— START —
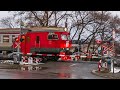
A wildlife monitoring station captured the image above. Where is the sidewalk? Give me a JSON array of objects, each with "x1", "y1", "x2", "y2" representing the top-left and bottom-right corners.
[{"x1": 91, "y1": 70, "x2": 120, "y2": 79}]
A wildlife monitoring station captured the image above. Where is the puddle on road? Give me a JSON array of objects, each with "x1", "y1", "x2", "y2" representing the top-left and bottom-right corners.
[
  {"x1": 0, "y1": 65, "x2": 48, "y2": 71},
  {"x1": 51, "y1": 72, "x2": 77, "y2": 79}
]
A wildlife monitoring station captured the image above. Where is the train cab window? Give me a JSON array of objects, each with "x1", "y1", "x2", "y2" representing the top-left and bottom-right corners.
[
  {"x1": 36, "y1": 36, "x2": 40, "y2": 43},
  {"x1": 48, "y1": 34, "x2": 58, "y2": 40},
  {"x1": 26, "y1": 36, "x2": 30, "y2": 42},
  {"x1": 61, "y1": 35, "x2": 67, "y2": 40}
]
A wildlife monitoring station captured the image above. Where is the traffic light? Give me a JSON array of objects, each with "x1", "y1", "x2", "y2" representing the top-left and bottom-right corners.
[{"x1": 20, "y1": 35, "x2": 25, "y2": 42}]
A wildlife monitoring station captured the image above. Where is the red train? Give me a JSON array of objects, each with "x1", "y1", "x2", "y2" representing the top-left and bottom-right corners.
[{"x1": 13, "y1": 27, "x2": 72, "y2": 60}]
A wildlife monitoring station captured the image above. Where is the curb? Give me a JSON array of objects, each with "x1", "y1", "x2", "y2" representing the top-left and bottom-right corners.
[
  {"x1": 91, "y1": 70, "x2": 120, "y2": 79},
  {"x1": 91, "y1": 70, "x2": 110, "y2": 79}
]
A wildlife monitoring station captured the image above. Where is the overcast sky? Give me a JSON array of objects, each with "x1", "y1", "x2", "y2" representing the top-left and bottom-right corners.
[{"x1": 0, "y1": 11, "x2": 120, "y2": 19}]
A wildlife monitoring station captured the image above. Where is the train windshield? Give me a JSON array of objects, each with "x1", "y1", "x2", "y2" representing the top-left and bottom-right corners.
[{"x1": 61, "y1": 34, "x2": 70, "y2": 40}]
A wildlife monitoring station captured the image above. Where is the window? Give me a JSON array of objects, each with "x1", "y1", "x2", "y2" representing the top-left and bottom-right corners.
[
  {"x1": 61, "y1": 35, "x2": 67, "y2": 40},
  {"x1": 67, "y1": 35, "x2": 71, "y2": 40},
  {"x1": 48, "y1": 33, "x2": 58, "y2": 40},
  {"x1": 36, "y1": 36, "x2": 40, "y2": 43},
  {"x1": 3, "y1": 35, "x2": 9, "y2": 43}
]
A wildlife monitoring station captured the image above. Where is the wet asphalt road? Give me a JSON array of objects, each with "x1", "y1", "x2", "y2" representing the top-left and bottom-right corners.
[{"x1": 0, "y1": 62, "x2": 104, "y2": 79}]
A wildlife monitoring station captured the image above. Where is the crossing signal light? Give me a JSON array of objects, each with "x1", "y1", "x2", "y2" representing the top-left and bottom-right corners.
[
  {"x1": 96, "y1": 40, "x2": 102, "y2": 44},
  {"x1": 15, "y1": 38, "x2": 19, "y2": 42},
  {"x1": 20, "y1": 35, "x2": 25, "y2": 42}
]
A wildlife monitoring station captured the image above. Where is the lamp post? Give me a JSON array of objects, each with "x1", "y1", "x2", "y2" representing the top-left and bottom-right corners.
[{"x1": 111, "y1": 30, "x2": 115, "y2": 73}]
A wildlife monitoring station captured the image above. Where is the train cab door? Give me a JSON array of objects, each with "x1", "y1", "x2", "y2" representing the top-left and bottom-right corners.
[{"x1": 48, "y1": 33, "x2": 58, "y2": 48}]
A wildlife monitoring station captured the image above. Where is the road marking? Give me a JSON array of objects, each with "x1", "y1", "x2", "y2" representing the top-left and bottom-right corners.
[{"x1": 70, "y1": 64, "x2": 76, "y2": 67}]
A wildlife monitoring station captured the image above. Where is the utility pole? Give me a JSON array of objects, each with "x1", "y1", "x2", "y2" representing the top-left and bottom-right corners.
[
  {"x1": 111, "y1": 30, "x2": 115, "y2": 73},
  {"x1": 101, "y1": 11, "x2": 104, "y2": 61},
  {"x1": 17, "y1": 20, "x2": 23, "y2": 61}
]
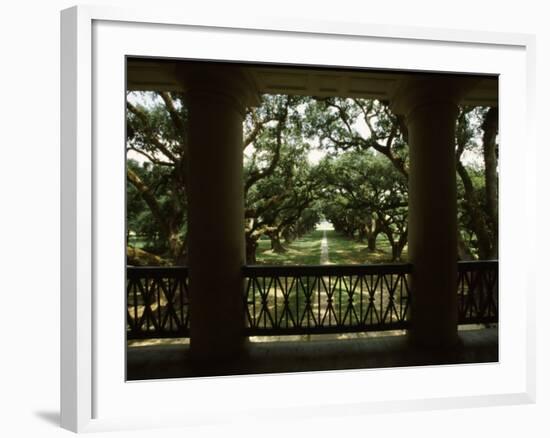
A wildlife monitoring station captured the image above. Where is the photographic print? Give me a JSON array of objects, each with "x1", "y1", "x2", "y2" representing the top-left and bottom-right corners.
[{"x1": 124, "y1": 56, "x2": 499, "y2": 380}]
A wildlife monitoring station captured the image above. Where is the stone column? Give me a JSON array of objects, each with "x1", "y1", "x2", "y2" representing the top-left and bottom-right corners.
[
  {"x1": 180, "y1": 63, "x2": 260, "y2": 370},
  {"x1": 392, "y1": 75, "x2": 476, "y2": 347}
]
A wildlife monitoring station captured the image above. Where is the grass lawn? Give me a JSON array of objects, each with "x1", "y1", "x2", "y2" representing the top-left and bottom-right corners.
[
  {"x1": 256, "y1": 230, "x2": 407, "y2": 265},
  {"x1": 256, "y1": 230, "x2": 323, "y2": 265}
]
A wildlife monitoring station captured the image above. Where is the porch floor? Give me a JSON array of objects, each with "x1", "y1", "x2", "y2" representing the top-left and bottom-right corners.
[{"x1": 127, "y1": 327, "x2": 498, "y2": 380}]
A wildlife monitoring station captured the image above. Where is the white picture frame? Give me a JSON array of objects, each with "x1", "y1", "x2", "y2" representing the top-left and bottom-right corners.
[{"x1": 61, "y1": 6, "x2": 535, "y2": 432}]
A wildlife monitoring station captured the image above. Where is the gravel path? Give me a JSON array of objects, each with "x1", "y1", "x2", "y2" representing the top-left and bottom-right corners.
[{"x1": 320, "y1": 230, "x2": 330, "y2": 265}]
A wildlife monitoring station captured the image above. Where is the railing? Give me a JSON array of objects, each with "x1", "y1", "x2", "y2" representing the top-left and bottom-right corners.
[
  {"x1": 244, "y1": 264, "x2": 411, "y2": 335},
  {"x1": 127, "y1": 261, "x2": 498, "y2": 339},
  {"x1": 458, "y1": 260, "x2": 498, "y2": 324},
  {"x1": 126, "y1": 267, "x2": 189, "y2": 339}
]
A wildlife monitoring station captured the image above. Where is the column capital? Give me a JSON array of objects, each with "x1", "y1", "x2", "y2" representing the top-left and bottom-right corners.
[
  {"x1": 177, "y1": 62, "x2": 260, "y2": 115},
  {"x1": 391, "y1": 74, "x2": 479, "y2": 118}
]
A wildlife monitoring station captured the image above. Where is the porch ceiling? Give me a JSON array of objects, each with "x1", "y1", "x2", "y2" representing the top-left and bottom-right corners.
[{"x1": 127, "y1": 59, "x2": 498, "y2": 106}]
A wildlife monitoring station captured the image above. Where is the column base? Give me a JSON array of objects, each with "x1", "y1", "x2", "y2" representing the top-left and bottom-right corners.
[{"x1": 407, "y1": 330, "x2": 462, "y2": 350}]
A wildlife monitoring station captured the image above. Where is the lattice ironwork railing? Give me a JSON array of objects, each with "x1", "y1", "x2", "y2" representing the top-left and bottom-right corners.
[
  {"x1": 244, "y1": 264, "x2": 411, "y2": 335},
  {"x1": 126, "y1": 267, "x2": 189, "y2": 339},
  {"x1": 458, "y1": 260, "x2": 498, "y2": 324},
  {"x1": 127, "y1": 261, "x2": 498, "y2": 339}
]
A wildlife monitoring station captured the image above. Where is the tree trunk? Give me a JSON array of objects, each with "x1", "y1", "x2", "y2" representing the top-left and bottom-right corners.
[
  {"x1": 245, "y1": 235, "x2": 258, "y2": 265},
  {"x1": 269, "y1": 231, "x2": 286, "y2": 254},
  {"x1": 457, "y1": 231, "x2": 474, "y2": 260},
  {"x1": 367, "y1": 234, "x2": 377, "y2": 251}
]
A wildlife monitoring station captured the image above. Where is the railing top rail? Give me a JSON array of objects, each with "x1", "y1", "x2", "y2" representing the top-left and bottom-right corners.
[
  {"x1": 243, "y1": 263, "x2": 412, "y2": 276},
  {"x1": 458, "y1": 260, "x2": 498, "y2": 272},
  {"x1": 127, "y1": 260, "x2": 498, "y2": 277},
  {"x1": 126, "y1": 266, "x2": 188, "y2": 279}
]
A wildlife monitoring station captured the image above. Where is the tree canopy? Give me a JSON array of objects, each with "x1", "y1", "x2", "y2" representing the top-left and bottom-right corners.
[{"x1": 126, "y1": 92, "x2": 498, "y2": 264}]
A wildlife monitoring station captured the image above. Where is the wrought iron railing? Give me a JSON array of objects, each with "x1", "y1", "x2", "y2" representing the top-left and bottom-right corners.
[
  {"x1": 127, "y1": 261, "x2": 498, "y2": 339},
  {"x1": 244, "y1": 264, "x2": 411, "y2": 335},
  {"x1": 126, "y1": 267, "x2": 189, "y2": 339},
  {"x1": 458, "y1": 260, "x2": 498, "y2": 324}
]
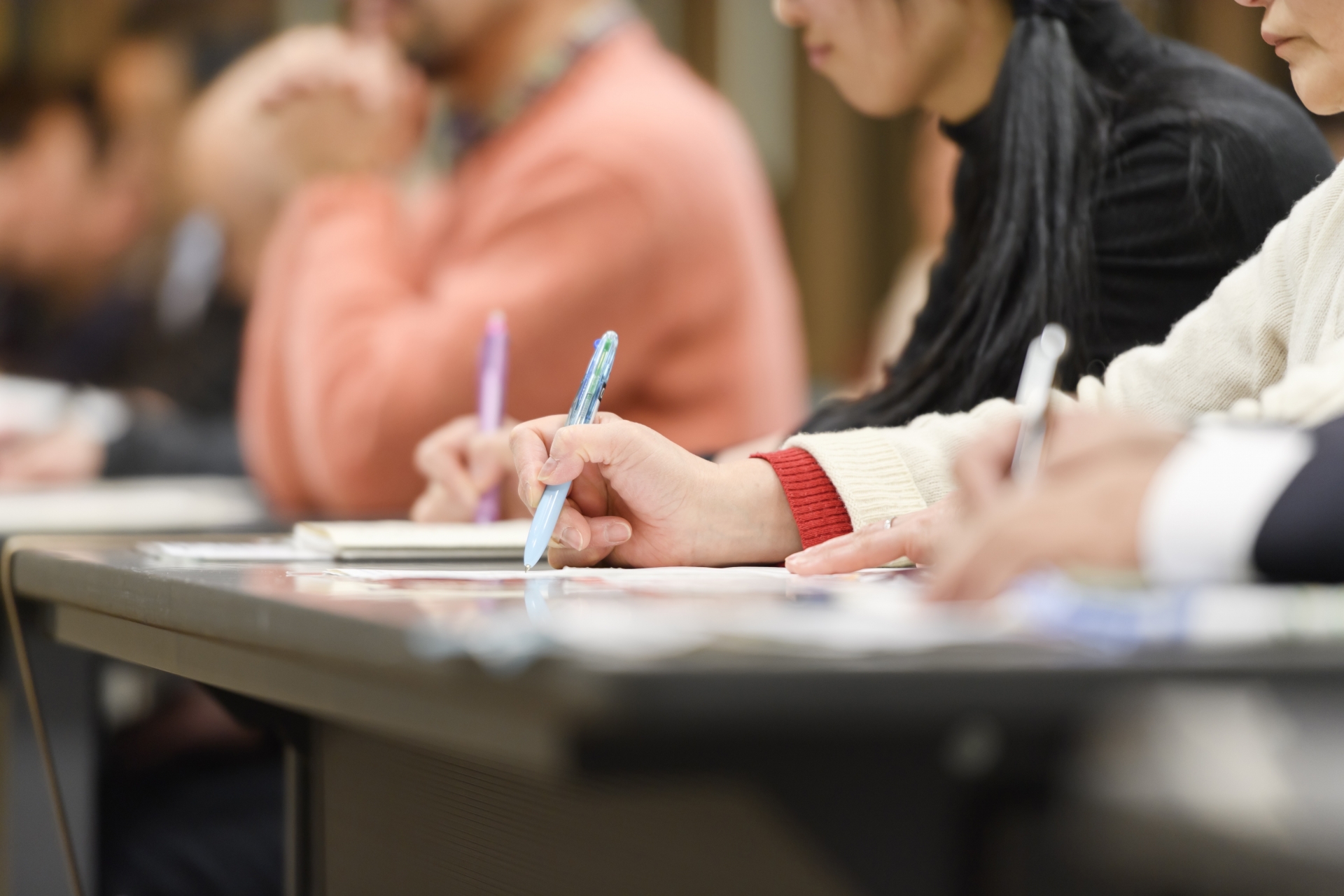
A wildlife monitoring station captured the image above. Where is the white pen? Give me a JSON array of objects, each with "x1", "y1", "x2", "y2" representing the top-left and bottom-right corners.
[{"x1": 1012, "y1": 323, "x2": 1068, "y2": 484}]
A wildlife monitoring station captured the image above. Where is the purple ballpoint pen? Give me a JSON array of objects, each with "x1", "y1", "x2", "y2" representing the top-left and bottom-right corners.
[{"x1": 476, "y1": 312, "x2": 508, "y2": 523}]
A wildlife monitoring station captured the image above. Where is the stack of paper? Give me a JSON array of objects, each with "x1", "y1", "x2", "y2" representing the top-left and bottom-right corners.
[{"x1": 294, "y1": 520, "x2": 531, "y2": 560}]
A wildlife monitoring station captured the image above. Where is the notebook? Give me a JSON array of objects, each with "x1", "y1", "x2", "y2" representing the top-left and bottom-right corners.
[{"x1": 294, "y1": 520, "x2": 531, "y2": 560}]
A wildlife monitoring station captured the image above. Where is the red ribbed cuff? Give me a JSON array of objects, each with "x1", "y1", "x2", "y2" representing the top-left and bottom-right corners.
[{"x1": 751, "y1": 449, "x2": 853, "y2": 548}]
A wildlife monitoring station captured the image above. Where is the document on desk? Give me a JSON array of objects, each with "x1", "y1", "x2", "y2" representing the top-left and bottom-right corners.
[
  {"x1": 139, "y1": 520, "x2": 528, "y2": 563},
  {"x1": 294, "y1": 520, "x2": 529, "y2": 560}
]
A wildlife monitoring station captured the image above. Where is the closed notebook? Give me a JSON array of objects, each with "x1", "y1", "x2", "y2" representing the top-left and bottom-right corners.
[{"x1": 294, "y1": 520, "x2": 531, "y2": 560}]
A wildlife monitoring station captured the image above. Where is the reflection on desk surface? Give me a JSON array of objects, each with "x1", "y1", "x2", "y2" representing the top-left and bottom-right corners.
[{"x1": 15, "y1": 540, "x2": 1344, "y2": 672}]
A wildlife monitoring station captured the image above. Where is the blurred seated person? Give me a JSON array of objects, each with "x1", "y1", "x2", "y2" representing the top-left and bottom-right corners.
[
  {"x1": 932, "y1": 414, "x2": 1344, "y2": 599},
  {"x1": 0, "y1": 36, "x2": 244, "y2": 482},
  {"x1": 239, "y1": 0, "x2": 804, "y2": 519}
]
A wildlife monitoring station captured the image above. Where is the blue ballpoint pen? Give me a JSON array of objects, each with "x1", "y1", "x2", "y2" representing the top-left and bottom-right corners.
[{"x1": 523, "y1": 330, "x2": 617, "y2": 573}]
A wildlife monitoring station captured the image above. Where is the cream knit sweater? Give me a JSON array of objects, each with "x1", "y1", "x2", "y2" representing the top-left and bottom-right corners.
[{"x1": 785, "y1": 165, "x2": 1344, "y2": 528}]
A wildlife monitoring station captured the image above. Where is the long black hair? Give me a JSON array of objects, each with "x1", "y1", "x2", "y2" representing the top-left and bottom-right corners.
[{"x1": 802, "y1": 0, "x2": 1110, "y2": 431}]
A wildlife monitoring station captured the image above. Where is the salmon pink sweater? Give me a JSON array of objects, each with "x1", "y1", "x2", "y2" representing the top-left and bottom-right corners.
[{"x1": 239, "y1": 23, "x2": 805, "y2": 516}]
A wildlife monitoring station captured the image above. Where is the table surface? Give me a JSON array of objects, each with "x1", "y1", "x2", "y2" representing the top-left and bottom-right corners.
[{"x1": 13, "y1": 539, "x2": 1344, "y2": 715}]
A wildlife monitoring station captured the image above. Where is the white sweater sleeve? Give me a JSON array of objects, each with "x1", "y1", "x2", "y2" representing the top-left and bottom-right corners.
[
  {"x1": 785, "y1": 167, "x2": 1344, "y2": 528},
  {"x1": 1078, "y1": 164, "x2": 1344, "y2": 423}
]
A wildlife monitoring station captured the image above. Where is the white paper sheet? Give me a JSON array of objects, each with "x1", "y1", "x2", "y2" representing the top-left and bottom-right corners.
[
  {"x1": 0, "y1": 475, "x2": 267, "y2": 535},
  {"x1": 136, "y1": 539, "x2": 330, "y2": 563}
]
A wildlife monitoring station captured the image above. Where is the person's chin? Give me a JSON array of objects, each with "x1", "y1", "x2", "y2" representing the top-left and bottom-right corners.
[{"x1": 1290, "y1": 63, "x2": 1344, "y2": 115}]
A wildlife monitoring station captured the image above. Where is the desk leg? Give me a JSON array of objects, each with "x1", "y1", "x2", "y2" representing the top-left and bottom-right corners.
[
  {"x1": 285, "y1": 743, "x2": 312, "y2": 896},
  {"x1": 0, "y1": 626, "x2": 99, "y2": 896}
]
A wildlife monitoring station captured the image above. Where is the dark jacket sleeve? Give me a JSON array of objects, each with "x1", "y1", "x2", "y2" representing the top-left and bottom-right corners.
[
  {"x1": 1254, "y1": 418, "x2": 1344, "y2": 582},
  {"x1": 102, "y1": 412, "x2": 244, "y2": 477}
]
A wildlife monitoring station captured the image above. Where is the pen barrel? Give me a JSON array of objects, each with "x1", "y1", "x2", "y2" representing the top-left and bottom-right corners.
[{"x1": 523, "y1": 482, "x2": 570, "y2": 568}]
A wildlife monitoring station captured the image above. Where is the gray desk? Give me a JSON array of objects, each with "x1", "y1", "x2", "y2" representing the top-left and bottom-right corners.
[
  {"x1": 0, "y1": 477, "x2": 274, "y2": 896},
  {"x1": 13, "y1": 542, "x2": 1344, "y2": 896}
]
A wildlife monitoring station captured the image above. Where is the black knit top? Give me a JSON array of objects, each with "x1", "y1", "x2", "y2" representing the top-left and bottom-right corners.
[{"x1": 804, "y1": 0, "x2": 1335, "y2": 431}]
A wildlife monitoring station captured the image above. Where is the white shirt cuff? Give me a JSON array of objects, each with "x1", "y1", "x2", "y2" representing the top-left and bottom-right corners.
[{"x1": 1138, "y1": 423, "x2": 1316, "y2": 584}]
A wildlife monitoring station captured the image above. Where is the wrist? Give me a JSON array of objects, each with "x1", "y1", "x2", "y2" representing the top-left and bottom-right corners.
[{"x1": 703, "y1": 458, "x2": 802, "y2": 566}]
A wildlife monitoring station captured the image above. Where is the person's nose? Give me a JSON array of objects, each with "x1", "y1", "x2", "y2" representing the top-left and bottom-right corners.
[{"x1": 773, "y1": 0, "x2": 801, "y2": 28}]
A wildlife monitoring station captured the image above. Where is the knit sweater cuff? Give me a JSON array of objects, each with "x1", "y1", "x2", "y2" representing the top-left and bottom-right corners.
[
  {"x1": 783, "y1": 428, "x2": 929, "y2": 529},
  {"x1": 751, "y1": 449, "x2": 853, "y2": 548}
]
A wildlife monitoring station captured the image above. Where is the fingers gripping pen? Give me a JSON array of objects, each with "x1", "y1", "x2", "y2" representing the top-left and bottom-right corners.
[{"x1": 523, "y1": 330, "x2": 617, "y2": 570}]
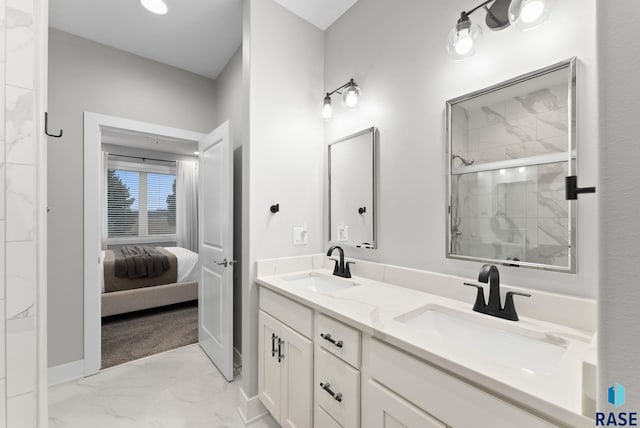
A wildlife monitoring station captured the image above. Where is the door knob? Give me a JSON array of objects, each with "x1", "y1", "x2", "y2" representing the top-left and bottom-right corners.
[{"x1": 213, "y1": 258, "x2": 238, "y2": 267}]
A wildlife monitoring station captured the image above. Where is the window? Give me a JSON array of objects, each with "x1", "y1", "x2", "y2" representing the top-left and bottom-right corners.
[{"x1": 107, "y1": 161, "x2": 176, "y2": 243}]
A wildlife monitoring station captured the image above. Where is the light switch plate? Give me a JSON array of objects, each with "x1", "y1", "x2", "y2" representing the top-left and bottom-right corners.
[
  {"x1": 293, "y1": 224, "x2": 309, "y2": 245},
  {"x1": 338, "y1": 225, "x2": 349, "y2": 242}
]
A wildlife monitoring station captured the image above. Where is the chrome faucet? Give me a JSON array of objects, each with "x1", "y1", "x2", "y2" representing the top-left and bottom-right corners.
[
  {"x1": 464, "y1": 264, "x2": 531, "y2": 321},
  {"x1": 327, "y1": 245, "x2": 355, "y2": 278}
]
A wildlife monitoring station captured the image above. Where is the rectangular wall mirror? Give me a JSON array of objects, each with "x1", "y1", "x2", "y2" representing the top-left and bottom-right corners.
[
  {"x1": 446, "y1": 58, "x2": 577, "y2": 272},
  {"x1": 328, "y1": 128, "x2": 378, "y2": 249}
]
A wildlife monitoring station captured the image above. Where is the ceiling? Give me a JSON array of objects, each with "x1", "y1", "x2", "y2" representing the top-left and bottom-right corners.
[
  {"x1": 49, "y1": 0, "x2": 242, "y2": 79},
  {"x1": 49, "y1": 0, "x2": 357, "y2": 79},
  {"x1": 275, "y1": 0, "x2": 358, "y2": 31},
  {"x1": 101, "y1": 127, "x2": 198, "y2": 156}
]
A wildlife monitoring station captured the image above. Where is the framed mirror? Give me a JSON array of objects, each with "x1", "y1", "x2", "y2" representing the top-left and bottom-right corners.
[
  {"x1": 328, "y1": 128, "x2": 378, "y2": 249},
  {"x1": 446, "y1": 58, "x2": 577, "y2": 272}
]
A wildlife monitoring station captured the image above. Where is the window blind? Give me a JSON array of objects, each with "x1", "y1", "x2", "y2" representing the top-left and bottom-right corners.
[
  {"x1": 107, "y1": 169, "x2": 140, "y2": 238},
  {"x1": 146, "y1": 174, "x2": 176, "y2": 235},
  {"x1": 107, "y1": 169, "x2": 176, "y2": 238}
]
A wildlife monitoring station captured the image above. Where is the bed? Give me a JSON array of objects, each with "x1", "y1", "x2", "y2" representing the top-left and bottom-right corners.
[{"x1": 100, "y1": 247, "x2": 200, "y2": 317}]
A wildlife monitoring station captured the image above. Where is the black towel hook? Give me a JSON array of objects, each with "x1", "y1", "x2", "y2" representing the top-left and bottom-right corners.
[{"x1": 44, "y1": 111, "x2": 63, "y2": 138}]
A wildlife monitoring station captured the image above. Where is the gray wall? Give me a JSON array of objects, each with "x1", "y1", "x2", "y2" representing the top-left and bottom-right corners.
[
  {"x1": 216, "y1": 46, "x2": 243, "y2": 352},
  {"x1": 597, "y1": 0, "x2": 640, "y2": 412},
  {"x1": 48, "y1": 29, "x2": 216, "y2": 367},
  {"x1": 318, "y1": 0, "x2": 598, "y2": 298},
  {"x1": 242, "y1": 0, "x2": 324, "y2": 404}
]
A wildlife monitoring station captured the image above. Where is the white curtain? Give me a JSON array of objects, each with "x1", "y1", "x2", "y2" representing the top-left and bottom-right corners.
[
  {"x1": 176, "y1": 161, "x2": 198, "y2": 253},
  {"x1": 100, "y1": 152, "x2": 109, "y2": 250}
]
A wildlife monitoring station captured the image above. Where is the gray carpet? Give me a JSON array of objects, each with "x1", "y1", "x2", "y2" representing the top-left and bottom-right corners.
[{"x1": 102, "y1": 301, "x2": 198, "y2": 369}]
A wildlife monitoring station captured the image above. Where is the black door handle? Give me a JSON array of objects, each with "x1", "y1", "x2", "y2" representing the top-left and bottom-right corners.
— END —
* _What you are asked to do_
Pull out every line of the records above that contains the word "porch", and copy each one in full.

* _Output_
A wildlife monitoring station captured the image above. Where is the porch floor? Give me a JSON array of objects, each with "x1", "y1", "x2", "y2" representing the top-left and bottom-right corners.
A wildlife monitoring station captured the image above. Where is the porch ceiling? Give me a JSON array of objects, each with "x1", "y1", "x2", "y2" representing the top-left and bottom-right corners.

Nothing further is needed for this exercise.